◆ TASK DESCRIPTION: Only the stretch of the listing below that runs from the line with "Target: black tire" through the line with "Target: sports car license plate" is to be printed, exactly and with both ends.
[RECORDS FOR THIS TASK Boundary: Start]
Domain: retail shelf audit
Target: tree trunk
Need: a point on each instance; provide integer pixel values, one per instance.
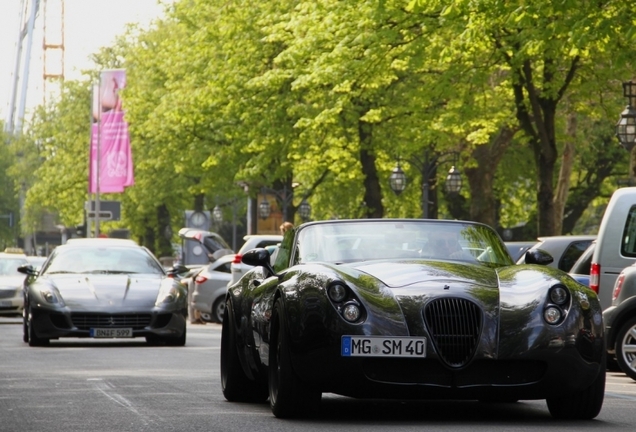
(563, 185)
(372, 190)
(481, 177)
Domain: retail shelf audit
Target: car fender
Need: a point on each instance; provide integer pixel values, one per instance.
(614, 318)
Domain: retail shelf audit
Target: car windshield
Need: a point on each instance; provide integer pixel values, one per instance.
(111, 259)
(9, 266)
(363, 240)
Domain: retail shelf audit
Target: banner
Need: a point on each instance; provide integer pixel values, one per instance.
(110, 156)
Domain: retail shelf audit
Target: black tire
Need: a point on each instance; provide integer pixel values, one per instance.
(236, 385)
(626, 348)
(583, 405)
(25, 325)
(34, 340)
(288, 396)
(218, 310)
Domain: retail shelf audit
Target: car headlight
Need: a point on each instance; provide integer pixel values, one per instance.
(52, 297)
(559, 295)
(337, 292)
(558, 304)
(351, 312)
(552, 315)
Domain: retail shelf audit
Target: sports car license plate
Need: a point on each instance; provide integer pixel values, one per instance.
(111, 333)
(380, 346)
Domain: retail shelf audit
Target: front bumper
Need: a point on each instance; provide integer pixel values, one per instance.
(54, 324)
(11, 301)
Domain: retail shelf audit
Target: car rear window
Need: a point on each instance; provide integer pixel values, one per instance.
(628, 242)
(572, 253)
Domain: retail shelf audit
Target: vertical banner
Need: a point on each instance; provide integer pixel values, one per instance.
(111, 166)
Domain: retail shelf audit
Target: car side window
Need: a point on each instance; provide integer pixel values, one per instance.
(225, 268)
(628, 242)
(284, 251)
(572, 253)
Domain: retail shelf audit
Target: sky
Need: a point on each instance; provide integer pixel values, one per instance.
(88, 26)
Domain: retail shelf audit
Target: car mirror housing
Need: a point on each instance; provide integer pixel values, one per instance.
[RECORDS FOR THIS TASK Boundary: End]
[RECORDS FOR THIS TASK Boundary: Start]
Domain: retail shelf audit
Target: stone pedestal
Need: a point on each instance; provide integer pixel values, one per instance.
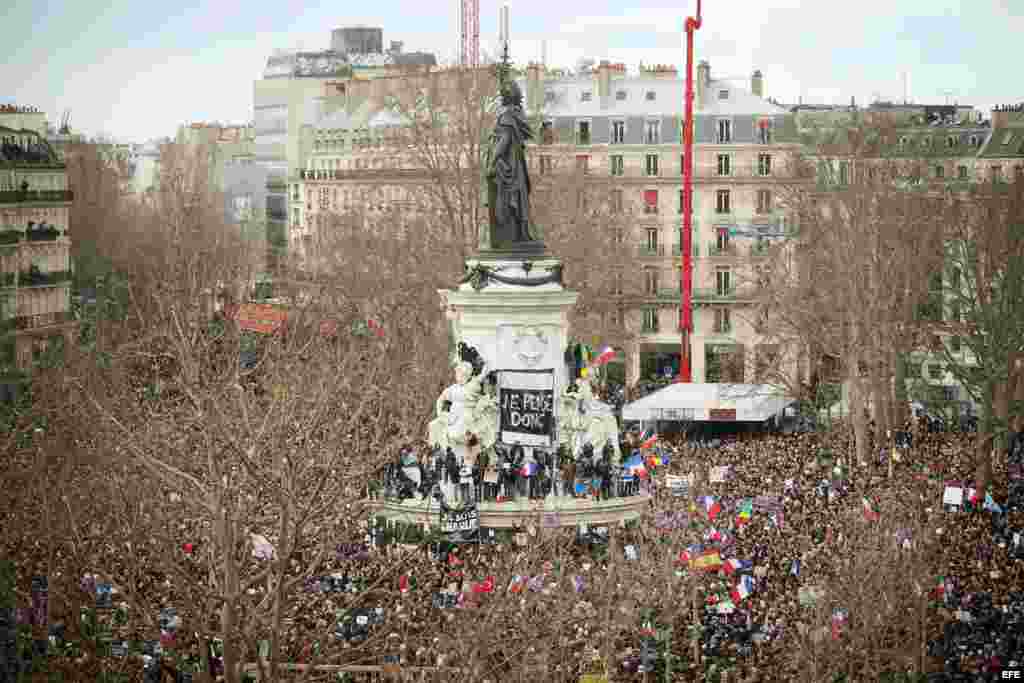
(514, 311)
[RECORDS FOR THIS TASK Boundary: End]
◆ ANSWER TO THIS PROBLEM:
Target: black tire
Need: a point on each instance; provide integer pixel values, one per instance.
(236, 385)
(626, 348)
(583, 405)
(25, 325)
(34, 340)
(288, 396)
(218, 310)
Domain: retail shelf audit
Target: car headlight
Need: a point on each instance; provide integer pixel values, one per instance.
(52, 297)
(559, 295)
(337, 292)
(558, 304)
(351, 312)
(552, 315)
Domain: retail shelf audit
Target: sports car license plate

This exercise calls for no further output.